Your tasks:
A: Summarize the DRM commit thread in two sentences.
B: Pick up the DRM commit thread after its last line and keep writing it.

Selected text:
I'm not confident it will, as there is not an independent ref on the
state for the phases, and so a forced timeout still leaves a dangling
pointer. The above chunk goes the opposite way and leaks the state to
avoid the invalid deref, what we need is a ref around its existence on
the dependency queue if that is outside the lifetime of the commit.
-Chris
Russell King (Oracle) Feb. 13, 2017, 9:20 a.m. UTC | #3
On Mon, Feb 13, 2017 at 09:05:33AM +0100, Thierry Reding wrote:
> On Sun, Feb 12, 2017 at 12:15:46AM +0000, Russell King - ARM Linux wrote:
> > diff --git a/drivers/gpu/drm/drm_atomic_helper.c b/drivers/gpu/drm/drm_atomic_helper.c
> > index 21f992605541..46668d071d6a 100644
> > --- a/drivers/gpu/drm/drm_atomic_helper.c
> > +++ b/drivers/gpu/drm/drm_atomic_helper.c
> > @@ -1201,9 +1201,8 @@ static void commit_tail(struct drm_atomic_state *state)
> >  	else
> >  		drm_atomic_helper_commit_tail(state);
> >  
> > -	drm_atomic_helper_commit_cleanup_done(state);
> > -
> > -	drm_atomic_state_free(state);
> > +	if (drm_atomic_helper_commit_cleanup_done(state) == 0)
> > +		drm_atomic_state_free(state);
> 
> Chris (Cc'ed) added reference counting to atomic state for v4.10, maybe
> that already fixes the issue?

No.  It's not the atomic state that's referenced, it's only a completion
within the drm_crtc_commit structure, which is completely separate from
the atomic state.  Moreover, the event code has no knowledge of commits,
so it can't "put" a reference count on it.  See:

void drm_send_event_locked(struct drm_device *dev, struct drm_pending_event *e)
{
        assert_spin_locked(&dev->event_lock);

        if (e->completion) {
                /* ->completion might disappear as soon as it signalled. */
                complete_all(e->completion);
                e->completion = NULL;
        }

vs the setup of the event done in drm_atomic_helper_setup_commit():

                if (!crtc_state->event) {
                        commit->event = kzalloc(sizeof(*commit->event),
                                                GFP_KERNEL);
                        if (!commit->event)
                                return -ENOMEM;

                        crtc_state->event = commit->event;
                }

                crtc_state->event->base.completion = &commit->flip_done;

"commit" gets freed before drm_send_event_locked() is called (hence
the timeout message) and when drm_send_event_locked() is eventually
called via drm_vblank_off(), this causes a use-after-free bug.
diff mbox

Patch

diff --git a/drivers/gpu/drm/drm_atomic_helper.c b/drivers/gpu/drm/drm_atomic_helper.c
index 21f992605541..46668d071d6a 100644
--- a/drivers/gpu/drm/drm_atomic_helper.c
+++ b/drivers/gpu/drm/drm_atomic_helper.c
@@ -1201,9 +1201,8 @@  static void commit_tail(struct drm_atomic_state *state)

Dataset:
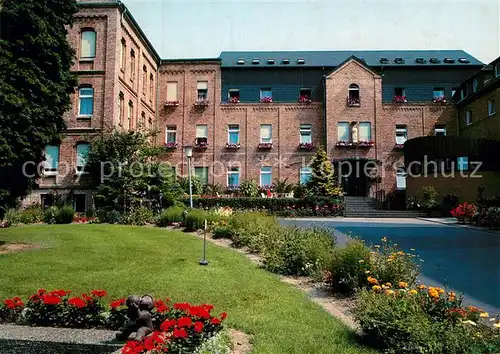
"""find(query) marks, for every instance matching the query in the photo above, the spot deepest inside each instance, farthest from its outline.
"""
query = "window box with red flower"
(399, 99)
(265, 145)
(306, 146)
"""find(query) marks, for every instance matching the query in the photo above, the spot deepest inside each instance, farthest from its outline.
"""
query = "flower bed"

Task-by-task answers:
A: Chris doubts the change will work because the phase state has no independent reference, so a forced timeout still leaves a dangling pointer, while the proposed chunk leaks the state instead, and he says a reference is needed around its existence on the dependency queue. Asked by Thierry Reding whether the reference counting added to atomic state for v4.10 already fixes the issue, Russell King answers no: only a completion inside the separate drm_crtc_commit structure is referenced, and the commit is freed before drm_send_event_locked() runs, so the later call via drm_vblank_off() causes a use-after-free bug.

B:
 	else
 		drm_atomic_helper_commit_tail(state);
 
-	drm_atomic_helper_commit_cleanup_done(state);
-
-	drm_atomic_state_free(state);
+	if (drm_atomic_helper_commit_cleanup_done(state) == 0)
+		drm_atomic_state_free(state);
 }
 
 static void commit_work(struct work_struct *work)
@@ -1591,12 +1590,12 @@  EXPORT_SYMBOL(drm_atomic_helper_commit_hw_done);
  * This is part of the atomic helper support for nonblocking commits, see
  * drm_atomic_helper_setup_commit() for an overview.
  */
-void drm_atomic_helper_commit_cleanup_done(struct drm_atomic_state *state)
+int drm_atomic_helper_commit_cleanup_done(struct drm_atomic_state *state)
 {
 	struct drm_crtc *crtc;
 	struct drm_crtc_state *crtc_state;
 	struct drm_crtc_commit *commit;
-	int i;
+	int i, failed = 0;
 	long ret;
 
 	for_each_crtc_in_state(state, crtc, crtc_state, i) {
@@ -1621,15 +1620,19 @@  void drm_atomic_helper_commit_cleanup_done(struct drm_atomic_state *state)
 		 * not hold a reference of its own. */
 		ret = wait_for_completion_timeout(&commit->flip_done,
 						  10*HZ);
-		if (ret == 0)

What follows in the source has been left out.